──────── Document extract

Adult cancer patients in England will receive a new game-changing therapy treatment under the first negotiated deal of its kind struck in Europe.

The new deal for adult patients follows hot on the heels of one struck by NHS England last month to make the revolutionary ‘CAR-T’ therapy available for children and young people with a rare form of leukaemia.

The therapy – also known as ‘Yescarta’ – offers new hope for adult patients whose large cell lymphoma has returned or has stopped responding to previous treatment. It works by re-programming the patient’s own immune system to target their cancer. CAR-T cell treatments mark the beginning of a new era of personalised medicine, and form part of the NHS’s long term plan to upgrade cancer services.

NHS England chief exec Simon Stevens said: “Thanks to investment in game-changing techniques like CAR-T, the NHS is at the forefront of providing a new wave of personalised treatments that are individually tailored to patients. CAR-T cell therapy is one of the most promising new treatments in a generation for lymphoma and leukaemia and NHS patients will now be among the first in the world to benefit.

The new therapy is licenced to treat adult large cell lymphoma patients after two or more previous therapies have failed. Trials indicate that it could potentially cure 40% of patients.

Hilary Hutton-Squire is UK and Ireland General Manager for Gilead Sciences, the company which developed and manufactures the new therapy. She said: “This is an important day for patients with lymphoma who may have run out of effective treatment options leaving them just months to live. We are delighted to have been able to reach an agreement by working closely with NHS England and NICE which allows us to bring this new generation of personalised cancer treatment to patients.

“The speed of this decision shows how research-based life-sciences companies and the NHS can partner together for the benefit of patients in the UK.”

Dr Alasdair Rankin, from UK blood cancer research charity Bloodwise, added: “CAR-T therapies have shown huge promise in treating patients with lymphoma who have no other chance of cure. It’s admirable that the NHS has worked to make this pioneering treatment available so quickly, giving hope to hundreds of patients and their families.

“It is likely that we are only beginning to see the benefits that CAR-T therapy can bring. Treatments will continue to improve and become more effective over the coming decade and will benefit patients with other types of cancer.”

────────────────

# Problems to solve:
A – Decide whether each statement agrees with the text on CAR-T therapy, answering yes or no and quoting the words of the text that decide it.
(i) Gilead Sciences developed the new therapy.
(ii) The therapy is licensed for adults after a single previous therapy has failed.
(iii) The deal for children and young people came after the deal for adults.
B – Answer these questions from the text on CAR-T therapy.
(i) What other name is the therapy known by?
(ii) What percentage of patients could it potentially cure, according to trials?
(iii) What charity is Dr Alasdair Rankin from?

──────── Records

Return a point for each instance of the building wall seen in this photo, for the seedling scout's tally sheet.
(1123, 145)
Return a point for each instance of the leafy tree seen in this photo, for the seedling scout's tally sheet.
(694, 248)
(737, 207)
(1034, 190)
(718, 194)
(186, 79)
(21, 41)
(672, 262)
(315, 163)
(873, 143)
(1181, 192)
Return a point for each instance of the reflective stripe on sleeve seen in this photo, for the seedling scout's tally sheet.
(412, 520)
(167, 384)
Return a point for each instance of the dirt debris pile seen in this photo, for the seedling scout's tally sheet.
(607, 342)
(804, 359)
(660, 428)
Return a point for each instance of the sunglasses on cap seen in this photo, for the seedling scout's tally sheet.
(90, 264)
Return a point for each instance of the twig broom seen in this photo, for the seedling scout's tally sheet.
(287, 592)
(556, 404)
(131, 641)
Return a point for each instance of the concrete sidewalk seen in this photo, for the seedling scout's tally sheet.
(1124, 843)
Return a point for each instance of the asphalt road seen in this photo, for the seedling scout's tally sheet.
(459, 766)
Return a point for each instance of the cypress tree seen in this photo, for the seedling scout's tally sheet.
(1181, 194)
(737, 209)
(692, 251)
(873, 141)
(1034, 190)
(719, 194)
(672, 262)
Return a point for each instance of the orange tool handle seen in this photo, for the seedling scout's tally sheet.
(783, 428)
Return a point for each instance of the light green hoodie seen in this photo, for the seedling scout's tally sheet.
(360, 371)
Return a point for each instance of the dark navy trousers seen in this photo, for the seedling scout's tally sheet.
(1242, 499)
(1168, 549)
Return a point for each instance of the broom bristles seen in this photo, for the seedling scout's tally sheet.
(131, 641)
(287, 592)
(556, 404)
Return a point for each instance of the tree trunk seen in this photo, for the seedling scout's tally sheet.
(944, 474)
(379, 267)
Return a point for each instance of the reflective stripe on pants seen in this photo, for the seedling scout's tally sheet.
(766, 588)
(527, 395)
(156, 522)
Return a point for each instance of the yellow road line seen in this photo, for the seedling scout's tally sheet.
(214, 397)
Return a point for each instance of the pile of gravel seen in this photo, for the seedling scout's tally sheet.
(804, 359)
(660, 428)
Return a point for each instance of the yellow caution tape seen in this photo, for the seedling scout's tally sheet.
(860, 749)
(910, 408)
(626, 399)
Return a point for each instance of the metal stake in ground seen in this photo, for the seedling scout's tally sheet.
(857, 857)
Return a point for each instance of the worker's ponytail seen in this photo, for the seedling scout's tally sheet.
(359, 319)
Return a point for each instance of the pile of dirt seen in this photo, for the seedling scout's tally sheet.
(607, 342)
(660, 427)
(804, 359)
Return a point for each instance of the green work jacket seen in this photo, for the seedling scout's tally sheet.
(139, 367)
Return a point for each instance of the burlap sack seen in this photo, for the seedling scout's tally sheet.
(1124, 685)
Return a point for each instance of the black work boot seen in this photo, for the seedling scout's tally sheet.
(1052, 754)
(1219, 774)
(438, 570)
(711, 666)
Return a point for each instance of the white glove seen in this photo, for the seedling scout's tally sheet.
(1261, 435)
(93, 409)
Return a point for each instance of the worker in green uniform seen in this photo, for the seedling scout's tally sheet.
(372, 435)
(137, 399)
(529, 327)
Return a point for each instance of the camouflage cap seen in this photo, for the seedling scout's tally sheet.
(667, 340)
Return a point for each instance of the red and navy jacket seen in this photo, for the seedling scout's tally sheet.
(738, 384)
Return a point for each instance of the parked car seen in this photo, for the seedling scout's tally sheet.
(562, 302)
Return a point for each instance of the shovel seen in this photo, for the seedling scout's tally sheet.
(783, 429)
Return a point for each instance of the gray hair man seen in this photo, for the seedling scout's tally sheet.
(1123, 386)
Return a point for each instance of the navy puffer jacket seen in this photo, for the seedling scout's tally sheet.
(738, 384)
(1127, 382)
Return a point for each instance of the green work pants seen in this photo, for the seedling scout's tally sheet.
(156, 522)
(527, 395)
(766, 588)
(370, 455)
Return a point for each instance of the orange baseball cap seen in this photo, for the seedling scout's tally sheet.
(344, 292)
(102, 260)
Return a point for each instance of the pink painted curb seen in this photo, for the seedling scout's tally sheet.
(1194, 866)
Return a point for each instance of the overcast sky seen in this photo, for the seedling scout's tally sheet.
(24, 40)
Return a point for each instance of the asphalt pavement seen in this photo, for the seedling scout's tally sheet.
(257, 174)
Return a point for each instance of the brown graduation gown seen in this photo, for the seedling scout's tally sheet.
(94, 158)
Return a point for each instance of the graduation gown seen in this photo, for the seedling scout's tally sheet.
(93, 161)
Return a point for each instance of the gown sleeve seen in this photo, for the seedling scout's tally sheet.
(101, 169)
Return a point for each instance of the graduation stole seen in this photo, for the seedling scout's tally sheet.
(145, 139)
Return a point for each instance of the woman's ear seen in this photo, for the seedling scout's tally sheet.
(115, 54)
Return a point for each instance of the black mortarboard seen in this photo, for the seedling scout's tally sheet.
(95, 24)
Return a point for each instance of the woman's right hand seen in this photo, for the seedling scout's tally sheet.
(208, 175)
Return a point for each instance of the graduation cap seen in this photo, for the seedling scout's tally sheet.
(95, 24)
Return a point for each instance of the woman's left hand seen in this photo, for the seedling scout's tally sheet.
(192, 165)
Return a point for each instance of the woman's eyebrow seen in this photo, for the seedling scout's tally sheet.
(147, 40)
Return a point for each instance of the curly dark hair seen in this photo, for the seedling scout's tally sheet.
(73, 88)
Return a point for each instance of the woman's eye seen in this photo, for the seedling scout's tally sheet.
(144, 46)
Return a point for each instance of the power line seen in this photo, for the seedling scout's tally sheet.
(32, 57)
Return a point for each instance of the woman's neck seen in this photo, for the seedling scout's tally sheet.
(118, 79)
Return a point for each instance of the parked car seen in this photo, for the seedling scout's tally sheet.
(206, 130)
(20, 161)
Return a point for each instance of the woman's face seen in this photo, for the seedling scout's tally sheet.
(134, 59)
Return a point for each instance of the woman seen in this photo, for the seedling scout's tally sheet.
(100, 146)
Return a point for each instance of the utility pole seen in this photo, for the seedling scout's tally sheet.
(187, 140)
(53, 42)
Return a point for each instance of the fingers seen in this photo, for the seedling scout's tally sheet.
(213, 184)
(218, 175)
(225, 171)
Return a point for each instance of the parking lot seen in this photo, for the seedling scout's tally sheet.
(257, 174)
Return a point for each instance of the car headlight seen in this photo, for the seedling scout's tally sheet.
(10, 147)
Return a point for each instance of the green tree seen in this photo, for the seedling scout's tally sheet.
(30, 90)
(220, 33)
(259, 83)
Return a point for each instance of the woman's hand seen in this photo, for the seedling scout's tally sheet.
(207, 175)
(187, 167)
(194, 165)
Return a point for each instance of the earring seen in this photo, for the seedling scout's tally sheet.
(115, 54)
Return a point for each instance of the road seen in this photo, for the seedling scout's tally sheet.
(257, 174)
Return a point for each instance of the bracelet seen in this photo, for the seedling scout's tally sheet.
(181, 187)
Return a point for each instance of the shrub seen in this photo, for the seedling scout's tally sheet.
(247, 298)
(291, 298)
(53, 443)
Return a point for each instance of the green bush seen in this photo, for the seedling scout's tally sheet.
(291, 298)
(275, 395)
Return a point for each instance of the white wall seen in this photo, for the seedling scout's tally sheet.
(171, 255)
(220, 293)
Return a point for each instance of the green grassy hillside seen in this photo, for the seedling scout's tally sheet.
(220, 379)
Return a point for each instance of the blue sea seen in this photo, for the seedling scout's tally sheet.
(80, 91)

────────────────

# Answers to the problems:
A –
(i) Yes: "the company which developed and manufactures the new therapy"
(ii) No: "after two or more previous therapies have failed"
(iii) No: "follows hot on the heels of one struck by NHS England last month"

B –
(i) Yescarta
(ii) 40%
(iii) Bloodwise